-------- PAGE EXCERPT
La Plata City Hall is the executive seat of government of the city of La Plata, the capital of Buenos Aires Province, Argentina.

==Overview==

Governor Dardo Rocha's proposal for the establishment of a new capital for the paramount Province of Buenos Aires, useful to the mollification of the province's Independence-leaning gentry, was quickly approved by the Argentine Congress following the 1880 Federalization of Buenos Aires. Overseeing a furor of construction, Rocha inaugurated the city of La Plata on November 19, 1882, creating the first planned city in South America, and its first with electric lighting.

Planned by Pedro Benoit, La Plata's diagonal streets would be anchored by a central plaza, named in honor of Primera Junta statesman Mariano Moreno. Moreno Plaza is overlooked from the south by the Neogothic Cathedral, designed by Benoit and Ernesto Meyer, and from the north by City Hall, designed by Meyer and German architect Hubert Stier (who created the Hannover and Bremen Railway terminals, among other important works).
----------------
__AIM OF THE TASK__: Write the next part of the passage on La Plata City Hall, starting right after its final sentence. The lines that follow aren't needed for anything here.
-------- INFORMATION SUPPLIED
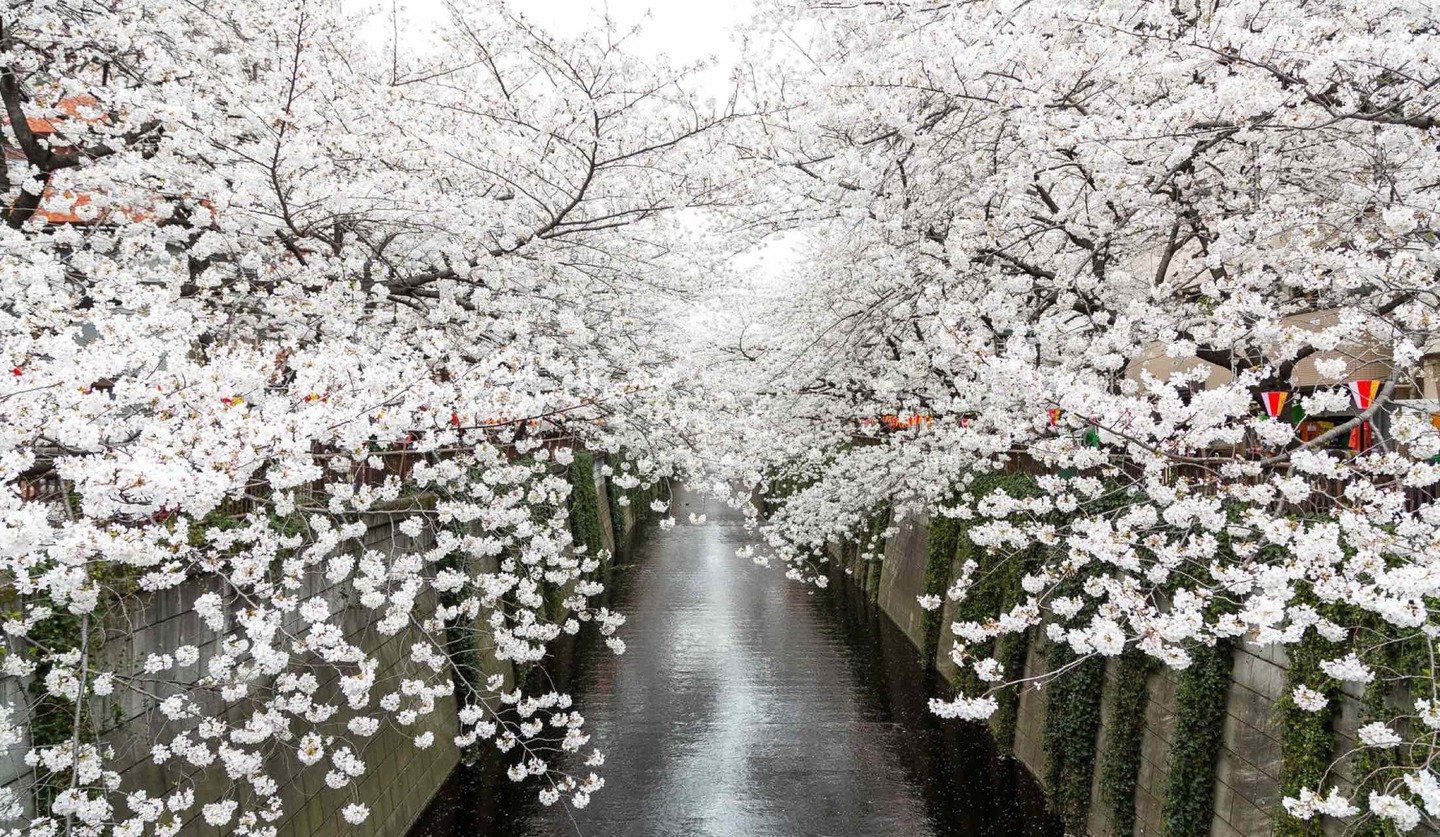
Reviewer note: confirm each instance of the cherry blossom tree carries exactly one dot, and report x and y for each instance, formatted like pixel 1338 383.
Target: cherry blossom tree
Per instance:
pixel 270 285
pixel 1083 239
----------------
__ANSWER TO THIS PROBLEM__:
Construction on the project began in June 1883, and was completed in 1888. The 14,400 m^{2} (155,000 ft^{2}) building, an eclecticist design based on German Renaissance Revival architecture, features Romanesque interiors, including two courtyards, City Council chambers, and the Salón Dorado ("Gold Room"), a formal reception hall accessed via a grand, marble staircase, set in Slovenian oak floors, and featuring German vitreaux, and a 1.2 ton spider chandelier.